→ PASSAGE TO READ
- - -

Dennis Rader, the BTK Killer, is an example of an organized killer/criminal.
Dr. Katherine Ramsland is a renowned expert on serial killers and she details Rader’s crimes in her book Confession of a Serial Killer: The Untold Story of Denis Rader the BTK Killer. As part of her research, Dr. Ramsland spoke with Rader by telephone once a week for an entire year. Each week, Rader called her from the El Dorado Correctional Facility and the two of them talked for an hour or so. Also as part of her process of delving into Rader’s mind, Dr. Ramsland played chess, by mail, with the killer.
As many of you know, Dr. Ramsland is a regular presenter at the Writers’ Police Academy.
Disorganized Killers
Disorganized killers/criminals typically do not plan their crimes in advance. They quite often leave evidence at the scenes of their crimes, such as fingerprints, footprints, DNA, tire tracks, or blood. They’re also known to simply leave the body as is, making no real attempt to conceal it or to prevent leaving telltale evidence such as semen or saliva. Their crimes are sometimes chaotic.
Disorganized killers tend to be younger in age. They’re unskilled workers who have no problem depersonalizing their victims. They may be mentally ill. They’re often of below average intelligence who lack communication and social skills. Many come from dysfunctional and/or abusive families. They may have been sexually abused by relatives, and they may present with sexual detestation. They’re loners who often travel on foot to commit crimes due to a lack of transportation. These are the neighbors of their victims. They’re often under the influence of drugs and/or alcohol when they commit their crimes.
Jack the Ripper, for example, was a killer who made no effort to conceal the bodies of his victims.
This is the killer who uses a sudden and quick attack to overpower their victims.
Race
White offenders are far more apt (over double) to meet their victims in an outdoor public place (a park or somewhere similar), while African American offenders tend to prefer a less conspicuous location. African American offenders, however, are more prone to choose a meeting place that’s in vice areas (locations where prostitution is known to exist, etc.) than do white offenders.
Location
Serial killers tend to commit murder in public locations. Their next choice is typically the homes of the victims.
For example, in the late 1980s, serial killer Timothy Spencer (the Southside Strangler) raped and killed four women—Debbie Dudly Davis, 35, an account manager, Susan Elizabeth Hellams, 32, a neurosurgeon, and Diane Cho, 15, a high school freshman, and Susan M. Tucker, 44, a federal employee.

- - -

→ STORED DATA

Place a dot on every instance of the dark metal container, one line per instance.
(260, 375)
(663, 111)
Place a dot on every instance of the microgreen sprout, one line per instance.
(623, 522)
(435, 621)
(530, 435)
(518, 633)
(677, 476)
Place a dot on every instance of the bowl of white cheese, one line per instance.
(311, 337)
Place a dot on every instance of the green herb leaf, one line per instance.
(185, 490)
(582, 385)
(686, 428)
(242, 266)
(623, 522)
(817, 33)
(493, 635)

- - -

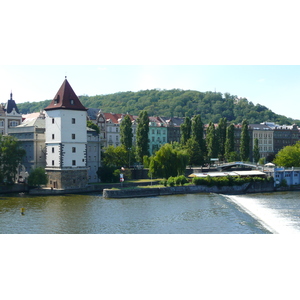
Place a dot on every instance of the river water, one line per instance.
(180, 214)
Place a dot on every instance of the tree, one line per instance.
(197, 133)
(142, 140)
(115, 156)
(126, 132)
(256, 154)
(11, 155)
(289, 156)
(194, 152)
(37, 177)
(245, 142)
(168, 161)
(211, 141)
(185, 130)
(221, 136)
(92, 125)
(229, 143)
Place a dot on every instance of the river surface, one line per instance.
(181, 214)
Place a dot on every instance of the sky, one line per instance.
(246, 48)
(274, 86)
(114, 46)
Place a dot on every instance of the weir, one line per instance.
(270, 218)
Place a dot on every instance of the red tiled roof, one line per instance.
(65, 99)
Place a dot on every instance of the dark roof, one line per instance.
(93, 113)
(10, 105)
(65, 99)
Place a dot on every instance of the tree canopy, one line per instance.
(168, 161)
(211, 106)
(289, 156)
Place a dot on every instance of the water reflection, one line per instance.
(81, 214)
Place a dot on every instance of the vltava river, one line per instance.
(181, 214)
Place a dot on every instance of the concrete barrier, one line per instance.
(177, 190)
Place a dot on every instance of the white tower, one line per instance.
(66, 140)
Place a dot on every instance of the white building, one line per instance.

- - -

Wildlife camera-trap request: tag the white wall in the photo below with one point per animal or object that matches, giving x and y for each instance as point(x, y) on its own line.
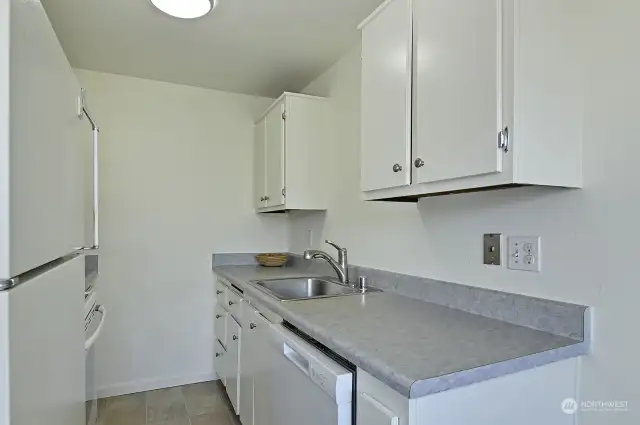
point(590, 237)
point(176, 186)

- - -

→ TASKS TO COMPLETE
1) Say whether each statement agrees with the serial killer passage, answering yes or no and quoting the words that decide it. (a) Dr. Ramsland spoke with Rader by telephone once a month. (b) Disorganized killers tend to be younger in age. (c) After public locations, serial killers' next choice is typically the homes of the victims.
2) Repeat word for word the part of the serial killer passage that opens with the words containing "Disorganized killers tend" and closes with "overpower their victims.".
3) Carry on with the serial killer passage from the point where it stops.

→ WRITTEN RESPONSES
1)
(a) No: "once a week for an entire year"
(b) Yes: "Disorganized killers tend to be younger in age."
(c) Yes: "Their next choice is typically the homes of the victims."

2)
Disorganized killers tend to be younger in age. They’re unskilled workers who have no problem depersonalizing their victims. They may be mentally ill. They’re often of below average intelligence who lack communication and social skills. Many come from dysfunctional and/or abusive families. They may have been sexually abused by relatives, and they may present with sexual detestation. They’re loners who often travel on foot to commit crimes due to a lack of transportation. These are the neighbors of their victims. They’re often under the influence of drugs and/or alcohol when they commit their crimes.
Jack the Ripper, for example, was a killer who made no effort to conceal the bodies of his victims.
This is the killer who uses a sudden and quick attack to overpower their victims.

3)
Spencer committed those brutal murders while living at a Richmond, Virginia halfway house after his release from a three-year prison sentence for burglary. He killed the first three women on the weekends during times when he had signed out of the facility.
Officials had not yet linked Spencer to the murders, so they granted him a furlough to visit his mother’s home for the Thanksgiving holiday. Susan Tucker’s body was found shortly after the time Spencer returned to and signed in at the halfway house.
Police learned that Spencer entered the women’s homes through windows. Then he raped, sodomized, and choked them to death using ligatures. He’d made the ligatures in such a way that the more the victims struggled, the more they choked.
All four were discovered nude or partly clothed. Their hands were bound, and either rope, belts, or socks were tied around their necks.
Spencer had left no evidence behind other than DNA evidence. At the time DNA testing in criminal cases was new.
Spencer later was also implicated in the murder of lawyer Carolyn Jean Hamm, 32, in Arlington, Virginia. He was also thought to have raped at least eight additional women. However, he was never tried in those cases because he’d already been sentenced to death.
Spencer, by the way, was the first person in the U.S. executed for a conviction based on DNA evidence.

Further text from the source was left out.